(PROBLEM REQUIREMENTS):
Would you set down every entry shown below, precisely as written?
*** TASK DATA
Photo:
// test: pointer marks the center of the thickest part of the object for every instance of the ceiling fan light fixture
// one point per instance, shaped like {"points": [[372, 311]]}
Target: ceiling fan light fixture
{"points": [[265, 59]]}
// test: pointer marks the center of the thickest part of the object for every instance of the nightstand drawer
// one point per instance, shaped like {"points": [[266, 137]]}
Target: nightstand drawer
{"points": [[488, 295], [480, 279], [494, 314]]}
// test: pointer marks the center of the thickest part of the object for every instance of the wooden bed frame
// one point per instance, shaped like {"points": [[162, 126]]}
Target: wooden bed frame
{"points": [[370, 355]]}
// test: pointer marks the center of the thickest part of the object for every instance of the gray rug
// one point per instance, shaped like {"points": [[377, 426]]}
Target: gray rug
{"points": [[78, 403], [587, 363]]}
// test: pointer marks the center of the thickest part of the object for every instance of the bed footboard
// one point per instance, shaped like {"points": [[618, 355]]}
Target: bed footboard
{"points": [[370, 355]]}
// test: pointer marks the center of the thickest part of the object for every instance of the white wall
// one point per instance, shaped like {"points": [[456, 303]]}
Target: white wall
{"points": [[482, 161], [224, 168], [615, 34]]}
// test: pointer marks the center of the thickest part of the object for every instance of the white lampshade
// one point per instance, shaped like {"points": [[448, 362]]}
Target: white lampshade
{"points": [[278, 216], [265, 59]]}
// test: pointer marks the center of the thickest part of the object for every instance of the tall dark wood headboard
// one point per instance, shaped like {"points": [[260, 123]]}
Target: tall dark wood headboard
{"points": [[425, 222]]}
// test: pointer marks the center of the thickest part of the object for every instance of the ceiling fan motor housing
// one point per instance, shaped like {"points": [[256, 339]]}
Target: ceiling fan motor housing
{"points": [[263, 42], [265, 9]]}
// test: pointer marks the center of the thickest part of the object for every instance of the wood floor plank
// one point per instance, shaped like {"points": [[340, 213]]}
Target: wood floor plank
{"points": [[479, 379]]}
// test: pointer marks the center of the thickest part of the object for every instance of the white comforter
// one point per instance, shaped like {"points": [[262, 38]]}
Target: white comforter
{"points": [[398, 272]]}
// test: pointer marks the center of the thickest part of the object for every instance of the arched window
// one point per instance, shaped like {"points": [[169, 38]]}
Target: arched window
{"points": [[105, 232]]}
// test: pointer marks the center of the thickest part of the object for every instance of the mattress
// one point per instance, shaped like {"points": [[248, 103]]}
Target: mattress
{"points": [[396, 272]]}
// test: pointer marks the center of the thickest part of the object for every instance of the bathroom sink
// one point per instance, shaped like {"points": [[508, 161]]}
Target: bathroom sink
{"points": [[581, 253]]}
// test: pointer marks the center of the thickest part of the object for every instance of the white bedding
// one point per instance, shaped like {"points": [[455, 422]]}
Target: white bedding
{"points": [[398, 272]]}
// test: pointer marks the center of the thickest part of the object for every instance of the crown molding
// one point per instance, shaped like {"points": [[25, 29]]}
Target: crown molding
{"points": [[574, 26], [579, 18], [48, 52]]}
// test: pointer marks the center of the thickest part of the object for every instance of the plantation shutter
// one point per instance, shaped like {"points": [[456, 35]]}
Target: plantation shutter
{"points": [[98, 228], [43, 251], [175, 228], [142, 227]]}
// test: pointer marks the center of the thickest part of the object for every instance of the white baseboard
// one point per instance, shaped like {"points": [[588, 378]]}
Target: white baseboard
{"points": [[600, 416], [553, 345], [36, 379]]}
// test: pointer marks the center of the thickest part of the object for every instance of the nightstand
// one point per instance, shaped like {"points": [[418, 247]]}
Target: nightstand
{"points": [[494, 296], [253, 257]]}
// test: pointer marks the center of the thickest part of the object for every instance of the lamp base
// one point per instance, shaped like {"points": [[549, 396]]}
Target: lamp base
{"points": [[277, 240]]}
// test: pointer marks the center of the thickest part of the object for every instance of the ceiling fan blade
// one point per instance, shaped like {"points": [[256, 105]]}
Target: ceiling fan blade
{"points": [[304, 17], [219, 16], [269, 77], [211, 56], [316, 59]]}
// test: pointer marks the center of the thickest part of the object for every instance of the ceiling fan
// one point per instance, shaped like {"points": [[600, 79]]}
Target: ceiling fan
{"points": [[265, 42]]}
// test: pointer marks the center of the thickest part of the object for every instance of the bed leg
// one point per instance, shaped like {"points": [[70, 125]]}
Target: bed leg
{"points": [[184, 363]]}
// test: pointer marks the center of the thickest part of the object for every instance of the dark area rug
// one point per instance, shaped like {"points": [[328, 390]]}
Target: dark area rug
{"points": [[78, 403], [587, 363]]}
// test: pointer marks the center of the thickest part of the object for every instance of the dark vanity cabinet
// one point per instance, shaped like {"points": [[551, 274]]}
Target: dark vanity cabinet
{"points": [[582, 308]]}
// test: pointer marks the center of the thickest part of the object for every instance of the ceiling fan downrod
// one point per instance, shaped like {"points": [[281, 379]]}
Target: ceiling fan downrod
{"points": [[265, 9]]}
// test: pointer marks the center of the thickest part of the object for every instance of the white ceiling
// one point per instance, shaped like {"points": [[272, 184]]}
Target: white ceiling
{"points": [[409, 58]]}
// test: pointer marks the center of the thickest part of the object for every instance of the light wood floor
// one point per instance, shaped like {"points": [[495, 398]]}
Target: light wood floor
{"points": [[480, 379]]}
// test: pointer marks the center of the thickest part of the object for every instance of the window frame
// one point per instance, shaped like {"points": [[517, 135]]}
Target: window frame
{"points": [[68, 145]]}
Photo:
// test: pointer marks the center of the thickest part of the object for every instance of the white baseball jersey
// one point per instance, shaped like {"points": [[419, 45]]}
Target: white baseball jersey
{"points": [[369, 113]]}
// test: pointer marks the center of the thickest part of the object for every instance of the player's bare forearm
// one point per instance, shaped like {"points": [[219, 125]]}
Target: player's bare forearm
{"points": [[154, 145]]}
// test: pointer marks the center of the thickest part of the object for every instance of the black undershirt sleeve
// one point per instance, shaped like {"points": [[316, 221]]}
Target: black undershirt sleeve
******
(ANSWER BELOW):
Photo:
// test: pointer marks the center of the thickest part of the object for every instance of the ceiling fan light fixture
// one point per instance, shaped like {"points": [[372, 311]]}
Target: ceiling fan light fixture
{"points": [[265, 59]]}
// test: pointer marks the center of the thickest part of the object for every instance of the nightstand drawer
// one point per instance, shaped like {"points": [[266, 137]]}
Target: nightstand drawer
{"points": [[488, 295], [480, 279], [494, 314]]}
// test: pointer marks the center of the thickest part of the object for every instance of the wooden bed frame
// one point per instance, shaped like {"points": [[162, 126]]}
Target: wooden bed frame
{"points": [[370, 355]]}
// test: pointer marks the center of the thickest part of the object for every instance of the gray rug
// one point per instance, shaped like {"points": [[377, 426]]}
Target: gray rug
{"points": [[78, 403], [587, 363]]}
// test: pointer marks the center of the thickest part of the object for every instance of the bed footboard
// one point per instance, shaped like {"points": [[618, 355]]}
Target: bed footboard
{"points": [[370, 355]]}
// test: pointer marks the center of the thickest part of the object for every instance of the white wall
// one point per instance, shaped like {"points": [[456, 303]]}
Target: white wall
{"points": [[482, 161], [224, 168], [615, 34]]}
// test: pointer marks the center of the thickest part of the object for every instance of the white lampshade
// one point per instance, shaped like {"points": [[448, 362]]}
Target: white lampshade
{"points": [[278, 216], [265, 59]]}
// test: pointer marks the center of the thickest part of the object for every instance of the tall dark wood headboard
// one point per instance, shaped like {"points": [[260, 123]]}
Target: tall dark wood headboard
{"points": [[425, 222]]}
// test: pointer marks the center of the thickest part of the object for every instance of the ceiling fan motor housing
// one point per instance, shaped like {"points": [[256, 339]]}
Target: ceiling fan motor housing
{"points": [[263, 42], [265, 9]]}
// test: pointer marks the center of the thickest part of the object for every instance of the wood floor plank
// one point per instance, shaped like {"points": [[340, 213]]}
Target: wood floor plank
{"points": [[479, 379]]}
// test: pointer marks the center of the thickest part of the object for every instance of the white comforter
// one point per instance, shaped like {"points": [[262, 38]]}
Target: white comforter
{"points": [[398, 272]]}
// test: pointer marks the center of the thickest part of the object for every instance of the arched window
// one point per instance, shaped like {"points": [[169, 38]]}
Target: arched window
{"points": [[105, 232]]}
// test: pointer marks the center of the thickest part of the object for every instance of the mattress
// one point per instance, shaped like {"points": [[248, 103]]}
Target: mattress
{"points": [[396, 272]]}
// test: pointer marks the center of the thickest part of the object for every instance of the bathroom sink
// one point per instance, shaped like {"points": [[508, 161]]}
Target: bathroom sink
{"points": [[581, 253]]}
// test: pointer marks the center of the thickest part of the object for every instance of the white bedding
// one point per instance, shaped like {"points": [[455, 422]]}
Target: white bedding
{"points": [[398, 272]]}
// test: pointer marks the center of the thickest part of the object for every instance of the crown molding
// one point per instance, shaped like {"points": [[25, 29]]}
Target: crown molding
{"points": [[574, 26], [579, 18], [48, 52]]}
// test: pointer marks the center of the thickest part of the object for every instance of the plantation shutter
// one point per instance, shaped like {"points": [[456, 35]]}
Target: plantation shutter
{"points": [[98, 228], [43, 251], [175, 228], [142, 227]]}
// test: pointer marks the center of the thickest part of the object for every instance of the white baseboard
// one point per instance, shaped like {"points": [[588, 378]]}
Target: white baseboard
{"points": [[600, 416], [553, 345], [36, 379]]}
// test: pointer marks the center of the thickest part of the object for every instance of the nightstand
// one point per instance, shaped like {"points": [[418, 247]]}
Target: nightstand
{"points": [[494, 296], [253, 257]]}
// test: pointer marks the center of the thickest part of the object for every instance of the lamp base
// one point per instance, shaped like {"points": [[549, 396]]}
Target: lamp base
{"points": [[277, 240]]}
// test: pointer marks the center of the thickest part of the object for every instance of the ceiling fan blade
// one point per instance, shaped like {"points": [[256, 105]]}
Target: ceiling fan blade
{"points": [[304, 17], [219, 16], [269, 77], [211, 56], [316, 59]]}
// test: pointer marks the center of the thickest part of the object for every instance of the ceiling fan
// one point per instance, shaped like {"points": [[600, 79]]}
Target: ceiling fan
{"points": [[265, 42]]}
// test: pointer marks the center of the thickest part of the object for every instance of the bed leg
// one point per instance, shaped like {"points": [[70, 125]]}
Target: bed leg
{"points": [[184, 363]]}
// test: pointer marks the center of the thickest part of the object for every instance of the dark area rug
// one point per instance, shaped like {"points": [[328, 390]]}
Target: dark area rug
{"points": [[78, 403], [587, 363]]}
// test: pointer marks the center of the thickest part of the object for every instance of the dark vanity cabinet
// one point per instance, shaped like {"points": [[551, 274]]}
Target: dark vanity cabinet
{"points": [[582, 308]]}
// test: pointer marks the center of the thickest part of the object for every instance of the ceiling fan downrod
// one point per instance, shaped like {"points": [[281, 379]]}
Target: ceiling fan downrod
{"points": [[265, 9]]}
// test: pointer marks the center of the thickest part of the object for every instance of the white ceiling
// one point per instance, shaped like {"points": [[272, 184]]}
Target: white ceiling
{"points": [[409, 58]]}
// test: pointer marks the center of the thickest part of the object for every instance of the light wood floor
// one point per instance, shaped like {"points": [[495, 398]]}
Target: light wood floor
{"points": [[480, 379]]}
// test: pointer marks the center of the thickest part of the object for every instance of the window frame
// one point per instance, shaped like {"points": [[517, 135]]}
Target: window frame
{"points": [[68, 145]]}
Photo:
// test: pointer marks the center of the thickest part of the object for every instance of the white baseball jersey
// one point per instance, shaped like {"points": [[419, 45]]}
Target: white baseball jersey
{"points": [[369, 113]]}
// test: pointer marks the center of the thickest part of the object for every instance of the player's bare forearm
// one point per instance, shaped like {"points": [[219, 125]]}
Target: player's bare forearm
{"points": [[154, 145]]}
// test: pointer marks the center of the thickest part of the object for every instance of the black undershirt sleeve
// one point per instance, shaped like {"points": [[316, 221]]}
Target: black undershirt sleeve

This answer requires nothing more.